— Document segment —
Researchers at the University of Texas have used breakthrough nano-technology to treat melanomas in lab rats. The researchers have equipped gold nano-spheres with peptides that target melanoma cells, penetrate them and, as they are heated with lasers, cook the targeted cells. Nanotechnology is the future of cancer treatment; since the evolution of cancer happens at a nano level, the treatment of the cancer at this level is the most effective. Nano particles are hundreds of times smaller than human cells. They act independently and if the particles are programmed to target cancer cells, the treatment is also minimally invasive.
The researchers discovered that the peptide-armed particles are eight times more effective than similar non-targeted nano-particles. Previously, it was difficult to differentiate healthy cells from cancerous cells with nano-particles. However, the peptide the US researches used is highly targeted to melanocortin type 1 receptors that are present in large amounts in melanoma cells.
Photothermal ablution is used to heat up the particles to enable them to destroy the cancerous cells. Photothermal treatment was originally used without the nano-particles and instead made use of optical fibers to administer the heat, but this was potentially dangerous as the light hits and cooks healthy cells as well. The nano-spheres absorb the infra-red light and change it to heat and only 12% of the photothermal dose is needed when implemented with the gold spheres. The spheres are made from pure gold, which is medically very safe and has few side effects.
One of the problems with using nanospheres is that they can invade the liver and spleen because any foreign substance that your body doesn’t recognise is sent to the liver to be broken down. However, the researchers noted that the targeted nano-particles completely penetrate the tumor and stay there – very few were found in the liver and spleen of the lab rats.
Senior author of the research paper, Dr Chun Li said that active targeting of nanoparticles to tumors is the holy grail in therapeutic nanotechnology for cancer, and that their research team is one step closer to reaching this goal. Melonoma is the deadliest skin cancer, and one of the deadliest forms of cancer as it spreads very rapidly. Incidence of this cancer is increasing, with one person dying of this disease every hour. Treatment for melanomas has been slow to evolve, until recently the treatment was the same as it was thirty years ago; while treatment for breast and prostate cancer has improved dramatically. The targeted gold nano-spheres will change this, and this treatment can eventually be applied to other cancers.

— Explore the material —
(1) Rewrite the part of the melanoma article that opens with "One of the problems" and closes with "the lab rats.", putting "kidneys" in place of "spleen".
(2) Name every specific type of cancer that the melanoma article mentions.

— Extracted data —
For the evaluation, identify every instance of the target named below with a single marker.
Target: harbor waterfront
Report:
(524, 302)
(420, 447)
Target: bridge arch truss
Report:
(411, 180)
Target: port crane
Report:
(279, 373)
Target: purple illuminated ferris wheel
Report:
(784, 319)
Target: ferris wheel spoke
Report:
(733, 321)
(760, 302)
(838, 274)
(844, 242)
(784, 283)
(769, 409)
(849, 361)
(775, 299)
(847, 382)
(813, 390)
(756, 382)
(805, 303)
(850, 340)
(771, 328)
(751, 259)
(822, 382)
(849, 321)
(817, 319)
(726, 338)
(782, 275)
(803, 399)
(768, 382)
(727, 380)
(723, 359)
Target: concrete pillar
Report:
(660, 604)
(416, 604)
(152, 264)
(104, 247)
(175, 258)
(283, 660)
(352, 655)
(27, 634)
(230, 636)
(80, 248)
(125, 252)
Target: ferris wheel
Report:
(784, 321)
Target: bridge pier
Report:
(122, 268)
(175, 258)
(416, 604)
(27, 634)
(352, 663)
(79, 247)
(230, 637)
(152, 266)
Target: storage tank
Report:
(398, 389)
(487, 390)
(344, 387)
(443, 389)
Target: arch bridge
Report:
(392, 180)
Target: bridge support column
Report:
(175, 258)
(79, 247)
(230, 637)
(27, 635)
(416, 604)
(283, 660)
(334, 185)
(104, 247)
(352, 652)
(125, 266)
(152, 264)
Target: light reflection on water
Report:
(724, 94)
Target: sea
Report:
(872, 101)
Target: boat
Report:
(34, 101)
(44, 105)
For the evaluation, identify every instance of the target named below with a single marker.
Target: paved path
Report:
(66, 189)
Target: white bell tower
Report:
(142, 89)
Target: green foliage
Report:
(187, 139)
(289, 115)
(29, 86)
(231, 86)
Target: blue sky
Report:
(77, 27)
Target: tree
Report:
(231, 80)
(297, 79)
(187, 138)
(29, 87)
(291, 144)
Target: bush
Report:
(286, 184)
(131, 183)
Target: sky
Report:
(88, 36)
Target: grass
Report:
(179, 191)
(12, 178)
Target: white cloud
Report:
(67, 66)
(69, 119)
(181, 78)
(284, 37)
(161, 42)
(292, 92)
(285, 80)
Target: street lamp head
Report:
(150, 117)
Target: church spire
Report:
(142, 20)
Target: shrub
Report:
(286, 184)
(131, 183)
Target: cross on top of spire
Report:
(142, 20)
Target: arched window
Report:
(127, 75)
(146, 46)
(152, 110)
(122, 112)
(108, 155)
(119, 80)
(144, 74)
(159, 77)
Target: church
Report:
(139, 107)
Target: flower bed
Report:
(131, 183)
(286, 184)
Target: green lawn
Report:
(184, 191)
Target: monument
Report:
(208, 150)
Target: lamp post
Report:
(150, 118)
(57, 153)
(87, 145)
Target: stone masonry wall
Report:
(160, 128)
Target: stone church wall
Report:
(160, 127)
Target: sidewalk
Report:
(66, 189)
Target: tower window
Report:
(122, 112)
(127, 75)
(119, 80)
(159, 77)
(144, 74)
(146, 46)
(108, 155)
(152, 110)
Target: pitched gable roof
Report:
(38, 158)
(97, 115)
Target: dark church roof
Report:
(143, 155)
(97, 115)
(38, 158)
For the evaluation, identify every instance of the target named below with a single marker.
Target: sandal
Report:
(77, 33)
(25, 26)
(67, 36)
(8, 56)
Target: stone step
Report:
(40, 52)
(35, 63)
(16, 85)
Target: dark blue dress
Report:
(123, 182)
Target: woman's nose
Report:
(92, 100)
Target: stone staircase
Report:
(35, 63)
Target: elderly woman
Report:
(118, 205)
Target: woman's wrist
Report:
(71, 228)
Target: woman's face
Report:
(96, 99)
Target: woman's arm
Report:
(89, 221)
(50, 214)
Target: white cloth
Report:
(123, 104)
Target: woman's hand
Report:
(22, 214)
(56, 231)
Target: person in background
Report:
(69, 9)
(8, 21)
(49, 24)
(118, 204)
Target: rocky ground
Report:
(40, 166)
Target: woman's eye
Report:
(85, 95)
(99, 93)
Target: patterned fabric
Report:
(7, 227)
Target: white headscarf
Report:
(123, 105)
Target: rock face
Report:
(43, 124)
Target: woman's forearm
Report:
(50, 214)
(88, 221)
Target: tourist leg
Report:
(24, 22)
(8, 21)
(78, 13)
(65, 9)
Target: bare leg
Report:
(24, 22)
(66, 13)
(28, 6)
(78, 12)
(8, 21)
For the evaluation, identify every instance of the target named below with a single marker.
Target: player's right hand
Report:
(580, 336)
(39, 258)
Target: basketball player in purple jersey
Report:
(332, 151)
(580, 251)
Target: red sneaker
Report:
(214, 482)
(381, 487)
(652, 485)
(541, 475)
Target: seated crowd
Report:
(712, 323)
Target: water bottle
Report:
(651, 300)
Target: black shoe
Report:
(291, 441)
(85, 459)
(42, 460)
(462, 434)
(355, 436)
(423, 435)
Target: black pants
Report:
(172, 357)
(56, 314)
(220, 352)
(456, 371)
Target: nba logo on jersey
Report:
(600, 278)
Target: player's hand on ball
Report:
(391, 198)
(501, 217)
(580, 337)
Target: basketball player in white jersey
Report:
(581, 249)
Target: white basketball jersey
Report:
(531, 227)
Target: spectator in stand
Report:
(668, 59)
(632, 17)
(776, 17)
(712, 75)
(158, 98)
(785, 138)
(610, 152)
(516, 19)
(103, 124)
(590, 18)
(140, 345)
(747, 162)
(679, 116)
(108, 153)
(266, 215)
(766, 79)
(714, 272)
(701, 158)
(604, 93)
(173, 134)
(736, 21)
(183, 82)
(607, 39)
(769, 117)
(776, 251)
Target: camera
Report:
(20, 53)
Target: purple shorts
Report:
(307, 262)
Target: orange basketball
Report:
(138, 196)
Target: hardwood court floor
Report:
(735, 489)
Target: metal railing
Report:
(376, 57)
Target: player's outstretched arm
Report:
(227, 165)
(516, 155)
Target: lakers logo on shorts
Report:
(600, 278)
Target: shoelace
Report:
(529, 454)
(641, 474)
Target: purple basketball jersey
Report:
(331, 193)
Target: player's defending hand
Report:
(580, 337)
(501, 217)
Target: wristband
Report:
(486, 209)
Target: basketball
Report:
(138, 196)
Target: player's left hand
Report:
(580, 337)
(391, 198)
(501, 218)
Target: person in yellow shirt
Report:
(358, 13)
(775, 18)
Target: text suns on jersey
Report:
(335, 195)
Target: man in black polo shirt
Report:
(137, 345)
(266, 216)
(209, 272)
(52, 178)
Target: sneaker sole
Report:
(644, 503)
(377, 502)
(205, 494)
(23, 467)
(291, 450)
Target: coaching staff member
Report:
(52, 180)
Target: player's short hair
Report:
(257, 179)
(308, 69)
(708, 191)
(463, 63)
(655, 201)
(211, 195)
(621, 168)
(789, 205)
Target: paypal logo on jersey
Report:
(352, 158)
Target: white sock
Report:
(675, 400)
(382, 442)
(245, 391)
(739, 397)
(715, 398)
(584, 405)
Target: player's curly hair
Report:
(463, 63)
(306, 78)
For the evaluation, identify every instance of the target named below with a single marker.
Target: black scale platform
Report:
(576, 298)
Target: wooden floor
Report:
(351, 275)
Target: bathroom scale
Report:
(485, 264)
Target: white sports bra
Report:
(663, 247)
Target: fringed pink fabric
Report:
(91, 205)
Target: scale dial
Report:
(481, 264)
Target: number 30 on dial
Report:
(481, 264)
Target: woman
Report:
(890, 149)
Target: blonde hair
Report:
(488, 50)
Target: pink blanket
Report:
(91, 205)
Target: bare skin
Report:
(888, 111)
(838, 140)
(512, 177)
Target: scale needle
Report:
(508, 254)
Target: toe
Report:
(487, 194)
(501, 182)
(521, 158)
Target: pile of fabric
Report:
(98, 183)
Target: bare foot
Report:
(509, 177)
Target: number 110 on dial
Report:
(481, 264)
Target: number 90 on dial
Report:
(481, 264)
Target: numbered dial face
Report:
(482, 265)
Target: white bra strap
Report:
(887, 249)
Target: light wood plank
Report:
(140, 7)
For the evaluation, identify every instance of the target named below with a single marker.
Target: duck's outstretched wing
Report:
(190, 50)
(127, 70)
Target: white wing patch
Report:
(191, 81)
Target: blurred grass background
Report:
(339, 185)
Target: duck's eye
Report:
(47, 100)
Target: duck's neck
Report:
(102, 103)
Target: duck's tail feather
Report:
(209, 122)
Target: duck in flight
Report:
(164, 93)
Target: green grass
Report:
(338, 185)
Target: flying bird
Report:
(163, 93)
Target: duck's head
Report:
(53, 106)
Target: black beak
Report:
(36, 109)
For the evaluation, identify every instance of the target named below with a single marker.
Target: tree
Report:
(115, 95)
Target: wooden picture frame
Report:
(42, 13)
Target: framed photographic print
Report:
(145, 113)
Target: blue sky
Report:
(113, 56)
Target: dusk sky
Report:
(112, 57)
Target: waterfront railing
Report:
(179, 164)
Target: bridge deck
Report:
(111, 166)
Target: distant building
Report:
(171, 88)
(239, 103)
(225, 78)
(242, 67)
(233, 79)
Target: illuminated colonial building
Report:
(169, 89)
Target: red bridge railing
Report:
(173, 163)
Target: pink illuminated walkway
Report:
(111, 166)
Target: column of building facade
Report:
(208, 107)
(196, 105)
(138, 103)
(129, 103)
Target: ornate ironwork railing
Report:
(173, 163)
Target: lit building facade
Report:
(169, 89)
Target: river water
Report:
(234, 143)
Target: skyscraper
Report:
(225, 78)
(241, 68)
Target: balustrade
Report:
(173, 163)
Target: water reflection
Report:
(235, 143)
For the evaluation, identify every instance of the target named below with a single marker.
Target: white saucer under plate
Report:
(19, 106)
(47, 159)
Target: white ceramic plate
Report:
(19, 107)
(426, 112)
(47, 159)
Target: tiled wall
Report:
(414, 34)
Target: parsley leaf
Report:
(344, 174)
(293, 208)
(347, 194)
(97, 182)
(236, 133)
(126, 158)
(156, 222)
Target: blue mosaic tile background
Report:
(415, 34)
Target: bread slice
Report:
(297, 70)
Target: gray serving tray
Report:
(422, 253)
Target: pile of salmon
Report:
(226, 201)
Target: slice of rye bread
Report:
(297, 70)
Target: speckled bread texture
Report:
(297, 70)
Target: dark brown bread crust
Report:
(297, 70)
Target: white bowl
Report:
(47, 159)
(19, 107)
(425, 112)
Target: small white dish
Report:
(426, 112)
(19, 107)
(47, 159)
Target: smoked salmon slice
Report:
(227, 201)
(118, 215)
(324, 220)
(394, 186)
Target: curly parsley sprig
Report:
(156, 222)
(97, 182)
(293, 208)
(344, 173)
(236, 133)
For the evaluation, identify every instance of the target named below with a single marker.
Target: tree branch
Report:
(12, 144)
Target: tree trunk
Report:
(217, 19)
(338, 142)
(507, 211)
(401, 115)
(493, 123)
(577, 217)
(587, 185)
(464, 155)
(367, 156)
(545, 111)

— Responses per task —
(1)
One of the problems with using nanospheres is that they can invade the liver and kidneys because any foreign substance that your body doesn’t recognise is sent to the liver to be broken down. However, the researchers noted that the targeted nano-particles completely penetrate the tumor and stay there – very few were found in the liver and kidneys of the lab rats.

(2) Melanoma, breast cancer, prostate cancer